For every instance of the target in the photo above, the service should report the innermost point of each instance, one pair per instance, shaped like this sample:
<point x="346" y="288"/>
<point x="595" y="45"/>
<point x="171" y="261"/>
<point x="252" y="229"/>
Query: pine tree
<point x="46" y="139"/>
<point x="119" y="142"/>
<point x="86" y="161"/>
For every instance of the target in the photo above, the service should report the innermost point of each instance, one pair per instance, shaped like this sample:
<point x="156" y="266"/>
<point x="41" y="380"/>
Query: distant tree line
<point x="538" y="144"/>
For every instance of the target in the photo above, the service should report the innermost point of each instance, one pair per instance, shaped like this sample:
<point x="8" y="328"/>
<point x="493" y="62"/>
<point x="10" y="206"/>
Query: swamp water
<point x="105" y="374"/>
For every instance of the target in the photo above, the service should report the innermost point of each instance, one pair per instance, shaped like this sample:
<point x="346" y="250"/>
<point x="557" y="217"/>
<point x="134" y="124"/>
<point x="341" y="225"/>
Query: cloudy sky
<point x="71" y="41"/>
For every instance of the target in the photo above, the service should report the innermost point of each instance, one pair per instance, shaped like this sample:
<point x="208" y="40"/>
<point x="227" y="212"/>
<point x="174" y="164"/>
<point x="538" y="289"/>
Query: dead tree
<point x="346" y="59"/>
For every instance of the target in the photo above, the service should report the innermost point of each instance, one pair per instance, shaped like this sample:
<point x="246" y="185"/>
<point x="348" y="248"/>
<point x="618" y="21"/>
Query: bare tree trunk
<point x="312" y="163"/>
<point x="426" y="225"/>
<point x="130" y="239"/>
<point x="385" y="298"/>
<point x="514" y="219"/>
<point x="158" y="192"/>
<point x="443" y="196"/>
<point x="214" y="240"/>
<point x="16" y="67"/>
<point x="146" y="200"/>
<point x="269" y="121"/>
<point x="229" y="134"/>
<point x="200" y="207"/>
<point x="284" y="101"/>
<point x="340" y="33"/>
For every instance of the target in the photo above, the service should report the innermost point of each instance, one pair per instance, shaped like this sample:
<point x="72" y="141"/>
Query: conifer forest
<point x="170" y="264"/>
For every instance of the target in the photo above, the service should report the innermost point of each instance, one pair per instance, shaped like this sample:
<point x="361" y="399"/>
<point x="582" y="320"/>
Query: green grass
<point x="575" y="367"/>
────
- Activity:
Restate each entry exactly, skipping none.

- Solved problem:
For every instance of the target in the photo above, the service should report the innermost point of each instance, one pair per instance, shaped like this sample:
<point x="346" y="288"/>
<point x="595" y="45"/>
<point x="171" y="261"/>
<point x="252" y="229"/>
Query: pine tree
<point x="46" y="139"/>
<point x="119" y="142"/>
<point x="86" y="161"/>
For every instance of the target in the photo above, the service should report the innermost point of each instance, one pair per instance, shaped like this sample:
<point x="156" y="266"/>
<point x="41" y="380"/>
Query: distant tree line
<point x="538" y="144"/>
For every instance of the target in the photo above, the service should report the innermost point of each instance, one pair per instance, shaped like this sample:
<point x="8" y="328"/>
<point x="493" y="62"/>
<point x="10" y="206"/>
Query: swamp water
<point x="105" y="374"/>
For every instance of the target in the photo above, the service should report the innermost point of each instance, one pair per instance, shaped like this sample:
<point x="346" y="250"/>
<point x="557" y="217"/>
<point x="134" y="124"/>
<point x="341" y="225"/>
Query: cloudy sky
<point x="71" y="41"/>
For every instance of the target in the photo above, the service should report the innermost point of each instance, one pair per instance, shaped like this sample:
<point x="208" y="40"/>
<point x="227" y="212"/>
<point x="174" y="164"/>
<point x="538" y="289"/>
Query: dead tree
<point x="346" y="59"/>
For every instance of the target in the photo above, the service should report the innermost point of each instance, one pair per instance, shaped like this sample:
<point x="246" y="185"/>
<point x="348" y="248"/>
<point x="618" y="21"/>
Query: bare tree trunk
<point x="312" y="163"/>
<point x="426" y="225"/>
<point x="130" y="239"/>
<point x="385" y="298"/>
<point x="514" y="219"/>
<point x="158" y="192"/>
<point x="443" y="196"/>
<point x="214" y="240"/>
<point x="16" y="67"/>
<point x="146" y="200"/>
<point x="269" y="121"/>
<point x="229" y="134"/>
<point x="200" y="207"/>
<point x="284" y="101"/>
<point x="340" y="33"/>
For every instance of the target in the photo above, the service should report the innermost point of each instance, one pair per instance, shaped like this sample:
<point x="72" y="141"/>
Query: conifer forest
<point x="170" y="264"/>
For every instance of the target in the photo above, the service should report the innermost point of each instance, one pair per instance, shaped like this sample:
<point x="361" y="399"/>
<point x="582" y="320"/>
Query: green grass
<point x="575" y="367"/>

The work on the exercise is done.